Flanagan was also referenced by name in Green Arrow #3 (June 2001), which Kevin Smith wrote.
Flanagan also appeared in the movie Bookies(2003)
Flanagan himself has provided the art for two comic books published written by Smith and Bryan Johnson. In 2005 he and Johnson published through IDW Publishing Karney, a four-issue horror miniseries which explores the sideshow freaks in a traveling circus in the 1800s. The series was adapted from a screenplay that Johnson had originally written to be produced as a film.

In 2007 the two collaborated on War of the Undead, a miniseries set in 1945 in which the Third Reich hatches an ill-fated plan to employ Count Dracula, the Wolfman and Frankenstein's monster as weapons in a last-ditch effort to defeat the Allies.

Flanagan then provided the art for Smith's limited series Batman: Cacophony, which ran from November 2008 to January 2009. The series featured the villains Onomatopoeia (a character created by Smith during his run at Green Arrow), The Joker, Maxie Zeus, and Victor Zsasz. The trade paperback of Batman: Cacophony became a New York Times Bestseller in their Hardcover Graphic Books section.

In 2010 Smith subsequently wrote a six-issue Batman mini-series called The Widening Gyre for DC Comics. The series was initially planned as 12 issues, with a long break planned between issues #6 and 7. After issue #6 was published, Smith and Flanagan's work on their reality show, Comic Book Men, extended this planned break further than expected. It was decided in the interim to release the remaining issues as a separate series to be called Batman: Bellicosity, that was due in 2014, but to date, remains unreleased, making the series out of continuity.

As featured at the end of season 2 of Comic Book Men, Flanagan does the artwork for the original comic series, Cryptozoic Man. Fellow co-host Bryan Johnson is the author, with Ming Chen and Mike Zapcic helping with character creation. Flanagan provided cover pencils for the first five issues of the Blue Juice Comics series The Accelerators.

===Songwriting===
Flanagan wrote the lyrics for a song titled “I Sell Comics.” A contest was held in which listeners of the podcast, “Tell ‘Em Steve-Dave!” submitted entries for music to the song. Courage My Love’s version was chosen as the winner.

=== Music video ===
- Soul Asylum - Cant Even Tell (1994) playing hockey on the Quick Stop roof.

==Personal life ==
Flanagan is married to Debra Flanagan, 3 sons and has two daughters. He also has one grandson.

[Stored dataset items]
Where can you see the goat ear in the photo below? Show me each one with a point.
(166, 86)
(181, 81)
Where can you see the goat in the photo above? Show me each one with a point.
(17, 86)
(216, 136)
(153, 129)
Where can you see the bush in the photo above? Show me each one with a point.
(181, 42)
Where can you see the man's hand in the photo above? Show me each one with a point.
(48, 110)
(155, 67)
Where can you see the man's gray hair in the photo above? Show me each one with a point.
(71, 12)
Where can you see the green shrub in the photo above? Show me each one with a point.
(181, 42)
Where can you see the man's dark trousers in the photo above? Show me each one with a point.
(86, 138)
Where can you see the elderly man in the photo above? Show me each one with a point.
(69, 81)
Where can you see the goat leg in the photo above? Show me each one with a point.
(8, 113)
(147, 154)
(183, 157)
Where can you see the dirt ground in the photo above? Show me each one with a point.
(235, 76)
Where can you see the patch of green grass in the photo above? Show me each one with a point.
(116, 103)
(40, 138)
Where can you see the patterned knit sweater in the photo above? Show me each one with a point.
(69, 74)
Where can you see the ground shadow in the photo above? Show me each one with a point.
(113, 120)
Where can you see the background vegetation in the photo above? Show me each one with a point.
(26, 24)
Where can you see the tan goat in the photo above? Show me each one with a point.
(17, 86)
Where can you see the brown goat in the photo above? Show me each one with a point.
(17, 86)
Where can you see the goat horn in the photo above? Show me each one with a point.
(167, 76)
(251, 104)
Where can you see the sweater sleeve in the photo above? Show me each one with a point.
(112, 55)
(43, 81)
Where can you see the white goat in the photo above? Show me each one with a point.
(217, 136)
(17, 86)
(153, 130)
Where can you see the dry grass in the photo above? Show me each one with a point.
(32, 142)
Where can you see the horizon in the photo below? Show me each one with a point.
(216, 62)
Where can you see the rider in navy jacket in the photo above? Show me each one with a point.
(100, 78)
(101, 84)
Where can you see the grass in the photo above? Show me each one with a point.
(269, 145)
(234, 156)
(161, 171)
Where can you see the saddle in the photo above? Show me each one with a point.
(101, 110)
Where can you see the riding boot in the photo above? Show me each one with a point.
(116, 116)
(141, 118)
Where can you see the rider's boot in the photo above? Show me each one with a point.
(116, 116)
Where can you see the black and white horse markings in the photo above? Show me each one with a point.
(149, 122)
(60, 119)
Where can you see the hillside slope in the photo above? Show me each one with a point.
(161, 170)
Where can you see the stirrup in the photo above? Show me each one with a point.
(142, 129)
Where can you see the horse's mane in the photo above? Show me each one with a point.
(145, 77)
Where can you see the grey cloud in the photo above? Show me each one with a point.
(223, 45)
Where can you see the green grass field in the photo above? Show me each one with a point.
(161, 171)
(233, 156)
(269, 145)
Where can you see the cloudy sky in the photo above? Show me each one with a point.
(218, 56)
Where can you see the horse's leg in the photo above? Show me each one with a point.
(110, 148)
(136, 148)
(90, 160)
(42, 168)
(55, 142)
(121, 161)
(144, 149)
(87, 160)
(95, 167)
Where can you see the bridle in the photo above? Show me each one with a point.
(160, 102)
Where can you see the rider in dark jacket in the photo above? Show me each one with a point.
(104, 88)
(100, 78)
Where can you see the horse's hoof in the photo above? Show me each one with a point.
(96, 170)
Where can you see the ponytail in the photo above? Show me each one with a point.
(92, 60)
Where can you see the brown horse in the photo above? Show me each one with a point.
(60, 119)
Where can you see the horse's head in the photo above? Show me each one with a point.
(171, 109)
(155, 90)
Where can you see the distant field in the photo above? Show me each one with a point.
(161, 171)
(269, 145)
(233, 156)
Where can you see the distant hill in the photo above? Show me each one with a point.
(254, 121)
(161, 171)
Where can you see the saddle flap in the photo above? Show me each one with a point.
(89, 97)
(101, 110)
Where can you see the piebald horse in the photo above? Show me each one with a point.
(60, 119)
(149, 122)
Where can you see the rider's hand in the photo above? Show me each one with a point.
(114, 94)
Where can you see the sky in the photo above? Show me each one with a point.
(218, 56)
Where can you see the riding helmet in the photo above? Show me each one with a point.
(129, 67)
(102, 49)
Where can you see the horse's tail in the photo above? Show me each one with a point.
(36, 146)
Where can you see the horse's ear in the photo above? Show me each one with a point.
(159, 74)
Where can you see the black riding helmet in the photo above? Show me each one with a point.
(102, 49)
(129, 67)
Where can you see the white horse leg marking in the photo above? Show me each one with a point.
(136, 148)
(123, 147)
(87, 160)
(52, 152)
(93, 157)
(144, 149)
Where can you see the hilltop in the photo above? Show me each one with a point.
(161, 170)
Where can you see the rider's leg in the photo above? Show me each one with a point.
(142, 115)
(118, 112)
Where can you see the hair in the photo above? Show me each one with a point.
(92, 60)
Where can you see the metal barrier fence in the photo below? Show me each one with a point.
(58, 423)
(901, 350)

DIRECTIONS
(A) Could you retype the passage on Flanagan from "In 2010 Smith" up to and including "series The Accelerators."?
(B) How would you render this sentence from the passage on Flanagan in Spanish: "Courage My Love’s version was chosen as the winner."?

RESPONSE LIST
(A)
In 2010 Smith subsequently wrote a six-issue Batman mini-series called The Widening Gyre for DC Comics. The series was initially planned as 12 issues, with a long break planned between issues #6 and 7. After issue #6 was published, Smith and Flanagan's work on their reality show, Comic Book Men, extended this planned break further than expected. It was decided in the interim to release the remaining issues as a separate series to be called Batman: Bellicosity, that was due in 2014, but to date, remains unreleased, making the series out of continuity.

As featured at the end of season 2 of Comic Book Men, Flanagan does the artwork for the original comic series, Cryptozoic Man. Fellow co-host Bryan Johnson is the author, with Ming Chen and Mike Zapcic helping with character creation. Flanagan provided cover pencils for the first five issues of the Blue Juice Comics series The Accelerators.

(B) Se eligió como ganadora la versión de Courage My Love.